_Written instruction:_
Reproduce all of the entries below verbatim, omitting the pictures.
--- Source records ---
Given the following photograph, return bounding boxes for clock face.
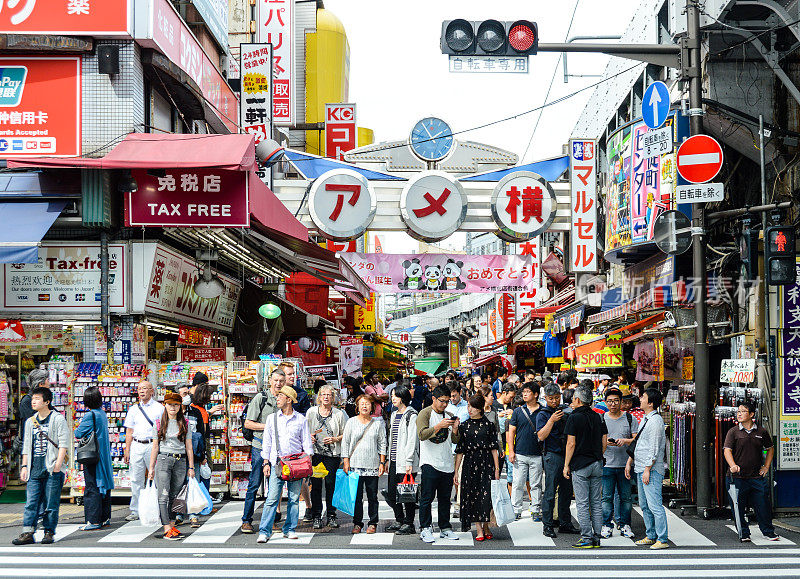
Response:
[410,117,453,161]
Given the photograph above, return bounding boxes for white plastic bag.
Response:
[186,477,208,514]
[139,480,161,527]
[492,480,514,527]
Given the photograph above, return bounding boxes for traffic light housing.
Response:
[764,225,797,285]
[440,18,539,56]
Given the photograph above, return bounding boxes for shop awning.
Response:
[8,133,256,171]
[0,201,67,263]
[414,358,445,375]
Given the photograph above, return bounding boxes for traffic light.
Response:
[764,225,797,285]
[441,18,539,56]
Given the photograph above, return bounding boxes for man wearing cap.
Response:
[256,386,314,543]
[124,380,164,521]
[600,386,639,539]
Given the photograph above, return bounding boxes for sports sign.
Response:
[0,57,81,159]
[325,103,358,161]
[676,135,722,183]
[491,171,558,242]
[400,171,467,241]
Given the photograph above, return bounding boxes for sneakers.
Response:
[572,537,600,549]
[239,523,255,535]
[164,527,183,541]
[419,527,436,543]
[11,533,36,545]
[650,541,669,549]
[619,525,633,539]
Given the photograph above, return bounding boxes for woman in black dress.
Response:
[454,394,500,541]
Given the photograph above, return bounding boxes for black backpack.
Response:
[239,392,267,442]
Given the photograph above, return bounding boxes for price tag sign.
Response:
[719,358,756,384]
[642,127,672,159]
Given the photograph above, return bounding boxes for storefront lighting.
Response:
[258,304,281,320]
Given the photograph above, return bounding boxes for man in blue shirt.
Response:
[536,384,578,537]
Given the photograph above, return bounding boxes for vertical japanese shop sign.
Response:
[569,139,597,272]
[239,44,272,144]
[325,103,357,161]
[258,0,295,125]
[0,57,81,159]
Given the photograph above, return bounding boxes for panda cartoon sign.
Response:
[339,253,539,293]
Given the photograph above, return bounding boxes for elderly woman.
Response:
[342,394,387,535]
[306,384,347,529]
[453,394,500,541]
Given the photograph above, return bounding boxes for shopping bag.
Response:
[492,480,514,527]
[139,480,161,527]
[170,483,189,515]
[199,483,214,515]
[333,469,358,517]
[186,477,208,515]
[397,475,419,503]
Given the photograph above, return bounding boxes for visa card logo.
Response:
[0,66,28,107]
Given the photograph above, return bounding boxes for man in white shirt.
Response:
[256,386,314,543]
[124,380,164,521]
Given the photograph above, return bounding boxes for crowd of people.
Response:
[7,362,778,549]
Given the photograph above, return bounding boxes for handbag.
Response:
[397,474,419,503]
[273,412,314,481]
[625,417,647,460]
[75,410,100,465]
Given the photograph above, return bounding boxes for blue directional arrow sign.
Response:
[642,80,669,129]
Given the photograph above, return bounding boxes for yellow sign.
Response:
[450,340,461,368]
[353,294,376,334]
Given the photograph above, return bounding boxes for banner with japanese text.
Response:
[341,253,536,293]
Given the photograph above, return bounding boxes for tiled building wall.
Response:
[81,40,145,157]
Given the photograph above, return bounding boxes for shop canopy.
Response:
[8,133,257,171]
[0,201,67,263]
[414,358,445,375]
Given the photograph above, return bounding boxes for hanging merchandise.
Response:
[71,362,146,496]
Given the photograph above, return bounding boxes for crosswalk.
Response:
[20,501,796,549]
[0,545,800,579]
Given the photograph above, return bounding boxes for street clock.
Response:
[408,117,453,161]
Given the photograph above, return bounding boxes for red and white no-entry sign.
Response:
[677,135,722,183]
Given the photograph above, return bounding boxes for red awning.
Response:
[8,133,256,171]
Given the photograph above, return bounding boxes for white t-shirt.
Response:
[419,410,456,472]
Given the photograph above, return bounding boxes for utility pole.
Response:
[686,0,712,516]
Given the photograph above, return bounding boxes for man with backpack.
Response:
[240,368,286,535]
[600,386,639,539]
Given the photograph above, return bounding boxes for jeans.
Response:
[386,461,417,525]
[419,464,453,530]
[83,464,111,525]
[542,452,572,529]
[22,471,64,533]
[511,454,544,513]
[572,460,603,539]
[726,477,775,537]
[311,454,341,519]
[155,453,187,525]
[636,470,669,543]
[353,476,379,527]
[242,446,264,523]
[603,467,631,527]
[128,440,153,514]
[260,466,304,537]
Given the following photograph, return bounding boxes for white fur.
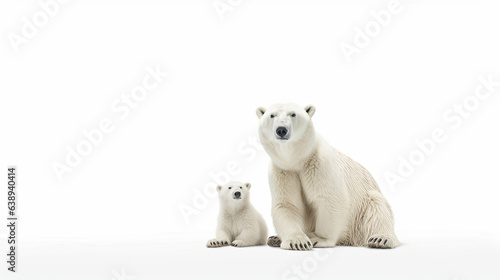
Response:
[207,182,267,248]
[257,104,399,250]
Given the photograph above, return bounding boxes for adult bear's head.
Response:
[256,103,316,143]
[256,104,316,169]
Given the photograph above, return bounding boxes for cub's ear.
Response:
[304,105,316,118]
[255,107,266,119]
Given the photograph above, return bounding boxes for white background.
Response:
[0,0,500,279]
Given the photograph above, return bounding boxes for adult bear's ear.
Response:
[255,107,266,119]
[304,105,316,118]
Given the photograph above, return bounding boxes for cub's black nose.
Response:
[276,126,288,137]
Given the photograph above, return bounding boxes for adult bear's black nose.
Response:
[276,126,288,137]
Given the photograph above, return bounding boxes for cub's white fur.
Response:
[207,182,267,248]
[257,104,399,250]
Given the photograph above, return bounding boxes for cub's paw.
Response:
[267,235,281,247]
[365,234,399,249]
[280,234,313,251]
[207,239,229,248]
[231,240,248,247]
[311,236,337,248]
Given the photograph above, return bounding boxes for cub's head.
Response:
[217,182,251,205]
[256,104,316,143]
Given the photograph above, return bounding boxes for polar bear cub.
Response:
[257,104,399,250]
[207,182,267,248]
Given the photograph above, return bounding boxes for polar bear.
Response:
[207,182,267,248]
[256,104,399,250]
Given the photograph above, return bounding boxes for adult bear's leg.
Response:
[360,191,400,249]
[268,165,312,250]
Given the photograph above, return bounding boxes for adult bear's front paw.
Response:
[280,234,312,251]
[207,239,229,248]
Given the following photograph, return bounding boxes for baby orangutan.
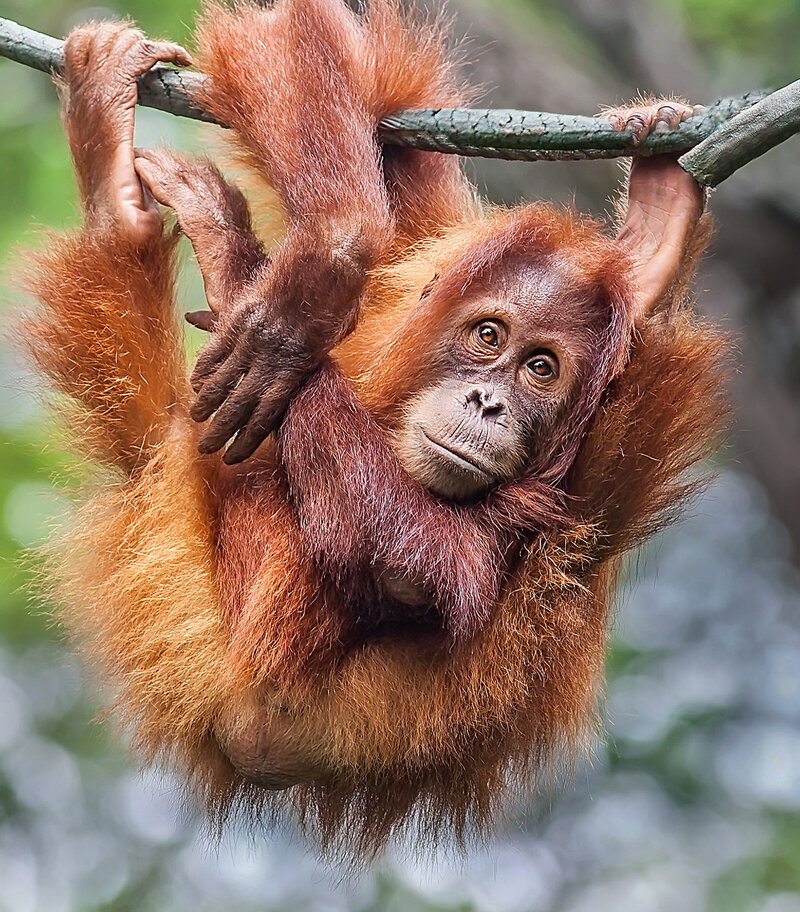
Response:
[26,0,724,854]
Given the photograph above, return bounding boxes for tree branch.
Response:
[0,19,800,187]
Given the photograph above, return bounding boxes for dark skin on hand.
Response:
[61,23,703,492]
[39,0,722,846]
[141,124,703,480]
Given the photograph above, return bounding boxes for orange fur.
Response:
[20,0,725,854]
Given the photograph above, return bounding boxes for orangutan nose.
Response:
[467,386,506,418]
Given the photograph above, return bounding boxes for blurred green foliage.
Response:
[0,0,800,912]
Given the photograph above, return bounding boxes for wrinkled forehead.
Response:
[470,252,609,334]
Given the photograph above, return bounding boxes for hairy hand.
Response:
[64,22,192,242]
[131,149,312,463]
[190,301,320,464]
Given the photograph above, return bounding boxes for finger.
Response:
[183,310,217,332]
[189,330,236,392]
[189,349,250,421]
[137,38,193,70]
[653,105,683,133]
[222,383,289,465]
[197,371,264,453]
[606,111,625,131]
[625,114,650,146]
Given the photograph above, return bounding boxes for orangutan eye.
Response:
[476,323,500,348]
[528,352,558,380]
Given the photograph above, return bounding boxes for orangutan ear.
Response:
[617,155,705,320]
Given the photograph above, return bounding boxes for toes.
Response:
[222,394,286,465]
[625,114,650,146]
[190,332,234,392]
[197,371,264,453]
[189,349,249,421]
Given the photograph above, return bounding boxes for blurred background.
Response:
[0,0,800,912]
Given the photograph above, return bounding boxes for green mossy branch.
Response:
[0,19,800,187]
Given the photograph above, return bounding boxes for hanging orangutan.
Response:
[25,0,725,854]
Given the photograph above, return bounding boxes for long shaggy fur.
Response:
[21,0,725,855]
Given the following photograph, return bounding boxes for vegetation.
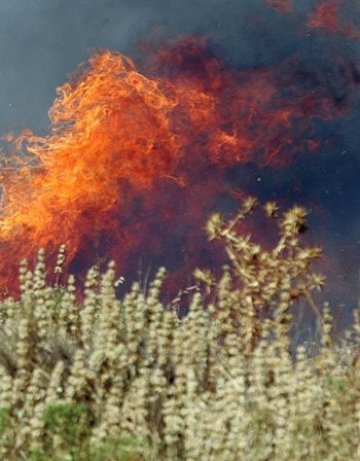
---
_Solution for this problem:_
Given the following photograph, return bounding boxes for clock face.
Response:
[410,117,453,161]
Given the photograph above, return bounding boxes for white plastic bag.
Response:
[186,477,208,514]
[139,480,161,527]
[492,480,514,527]
Given the photograph above, return bounding boxes for traffic light housing.
Response:
[764,225,797,285]
[440,18,539,56]
Given the photograph above, return bounding boxes for shop awning.
Response:
[8,133,256,171]
[0,201,67,263]
[414,358,445,375]
Given the photograph above, return bounding boxes for traffic light.
Response:
[764,225,797,285]
[441,18,539,56]
Given the photograph above, return bounding boxes for man wearing cap.
Response:
[256,386,314,543]
[124,380,164,521]
[600,386,639,539]
Given the photograph above, return bounding boxes for sports sign.
Response:
[0,57,81,159]
[325,103,358,161]
[676,135,722,183]
[491,171,558,242]
[400,171,467,241]
Given the photograph above, return bounding boxes for sneakers.
Response:
[572,537,600,549]
[239,523,255,535]
[164,527,183,541]
[419,527,436,543]
[11,533,36,545]
[650,541,669,549]
[619,525,633,539]
Given the photograph above, return bounding boxes for woman in black dress.
Response:
[454,394,500,541]
Given the photograph above, return bounding boxes for black backpack.
Response:
[239,392,267,442]
Given the photograph above, return bounding boxes for price tag sign.
Response:
[719,358,756,384]
[642,127,672,159]
Given the photograph above, return bounding boxes for storefront lighting.
Response:
[258,304,281,320]
Given the photograph above, return bounding boxes for man in blue shirt.
Response:
[536,384,578,537]
Given the photograph above, return bounding boxes for vertical japanese shop sign.
Response:
[569,139,597,272]
[239,44,272,144]
[325,103,357,161]
[258,0,295,125]
[0,57,81,159]
Given the photograph above, return bounding boxes for panda cartoon sign.
Response:
[339,253,539,293]
Given the photograph above, return bounding boxes for elderly woman.
Response:
[342,394,387,535]
[306,384,347,529]
[453,394,500,541]
Given the photograph above, return bounding boxes for shopping bag.
Response:
[492,480,514,527]
[139,480,161,527]
[170,483,189,515]
[199,483,214,515]
[333,469,358,517]
[186,477,208,515]
[397,475,419,503]
Given the photograph above, return bounding boxes for visa card logo.
Response:
[0,66,28,107]
Given the photograph above, return bounding boxes for man in white shirt.
Response:
[256,386,314,543]
[124,380,164,521]
Given the photograph above, return bounding boxes for crowd of people.
Response:
[7,362,778,549]
Given the photograph above, return bounding boxes for handbag.
Response:
[397,474,419,503]
[273,412,314,481]
[625,417,647,460]
[75,410,100,465]
Given the photograph above, return bounding boxes for blue directional arrow sign.
Response:
[642,80,669,129]
Given the photograph above, return bounding boxes for yellow sign.
Response:
[450,340,461,368]
[353,294,376,334]
Given the photograph above, return bounding boxes for banner with japanese text.
Response:
[341,253,536,293]
Given the photograph above, return bounding boxes for tiled building wall.
Response:
[81,40,145,157]
Given the photograph above, return bounding boxes for shop canopy.
Response:
[8,133,257,171]
[0,201,67,263]
[414,358,445,375]
Given the photograph above, return bounding boxes for hanging merchandise.
Response:
[71,362,146,496]
Given the photograph above, return bounding boxes for crosswalk.
Response:
[20,501,796,549]
[0,545,800,579]
Given the photograph above, return bounding boxes for street clock.
Response:
[408,117,453,161]
Given the photograph above, return bounding boxes for red and white no-entry sign.
Response:
[677,135,722,183]
Given the photograph above, return bounding boxes for red awning.
Response:
[8,133,256,171]
Given the photograph above, return bounding boxes for white t-shirt.
Response:
[419,410,456,472]
Given the photograph above, return bounding boxes for utility pole.
Response:
[686,0,712,516]
Given the photograph above, return bounding boxes for man with backpack.
Response:
[240,368,286,535]
[600,386,639,539]
Given the photograph above, return bounding boxes for jeans.
Response:
[386,461,417,525]
[419,464,453,530]
[83,464,111,525]
[542,452,572,529]
[22,471,64,533]
[511,454,544,513]
[572,460,603,539]
[726,477,775,537]
[311,454,341,519]
[155,453,187,525]
[636,470,669,543]
[353,476,379,527]
[242,446,264,523]
[603,467,631,527]
[128,440,153,514]
[260,466,304,537]
Given the following photograph, return bounding boxes for white fur.
Response:
[207,182,267,248]
[257,104,399,250]
Given the photograph above, return bounding boxes for adult bear's head.
Response:
[256,103,316,143]
[256,104,316,169]
Given the photograph above, return bounding boxes for cub's ear.
Response:
[304,105,316,118]
[255,107,266,119]
Given the photograph above, return bounding boxes for white background.
Response:
[0,0,500,279]
Given the photograph above, return bounding boxes for adult bear's ear.
Response:
[255,107,266,119]
[304,105,316,118]
Given the photograph above, return bounding boxes for cub's black nose.
Response:
[276,126,288,137]
Given the photograph above, return bounding boxes for adult bear's black nose.
Response:
[276,126,288,137]
Given the photograph above, return bounding boxes for cub's white fur.
Response:
[207,182,267,248]
[257,104,399,250]
Given the photograph above, return bounding boxes for cub's paw.
Response:
[267,235,281,247]
[365,234,399,249]
[280,234,313,251]
[207,239,229,248]
[231,240,248,247]
[311,236,337,248]
Given the photograph above, return bounding boxes for cub's head.
Response:
[217,182,251,205]
[256,104,316,143]
Given the photograph above, return bounding boxes for polar bear cub.
Response:
[257,104,399,250]
[207,182,267,248]
Given the photograph above, return bounding boxes for polar bear.
Response:
[207,182,267,248]
[256,104,399,250]
Given the photograph above, return bounding boxes for adult bear's leg.
Response:
[360,191,400,249]
[268,165,312,250]
Given the photograph above, return bounding boxes for adult bear's front paw.
Response:
[280,234,312,251]
[207,239,229,248]
Given the following photograph, return bounding boxes for baby orangutan.
Response:
[26,0,724,854]
Given the photograph above, return bounding boxes for tree branch.
Response:
[0,19,800,187]
Given the photograph above, return bounding boxes for dark skin on hand.
Response:
[61,23,703,492]
[39,0,722,846]
[141,124,703,480]
Given the photograph above, return bounding boxes for orange fur.
Response:
[20,0,725,854]
Given the photograph above, return bounding boxes for orangutan nose.
Response:
[467,386,506,418]
Given the photograph above, return bounding boxes for blurred green foliage.
Response:
[0,0,800,912]
Given the photograph above, return bounding boxes for wrinkled forehead.
Response:
[470,252,609,334]
Given the photograph above, return bounding boxes for hairy hand.
Response:
[64,22,192,242]
[131,149,312,463]
[190,301,320,464]
Given the photograph above, return bounding boxes for finger.
Response:
[183,310,217,332]
[189,330,236,392]
[189,349,250,421]
[137,38,193,70]
[653,105,683,133]
[222,383,289,465]
[197,371,264,453]
[606,111,625,131]
[625,114,650,146]
Given the photograph above, return bounding boxes for orangutan eye.
Response:
[476,323,500,348]
[528,352,558,380]
Given the photograph above, return bounding boxes for orangutan ear.
Response:
[617,155,705,320]
Given the photograph above, return bounding boxes for toes.
Response:
[222,394,286,465]
[625,114,650,146]
[190,332,234,392]
[197,371,264,453]
[189,349,249,421]
Given the photograph above, return bounding boxes for blurred background.
Response:
[0,0,800,912]
Given the photograph above, return bounding boxes for green mossy branch.
Response:
[0,19,800,187]
Given the photograph above, return bounding boxes for hanging orangutan.
Response:
[25,0,725,854]
Given the photograph above, return bounding boxes for long shaggy fur.
Response:
[21,0,725,855]
Given the following photograph, return bounding boxes for vegetation.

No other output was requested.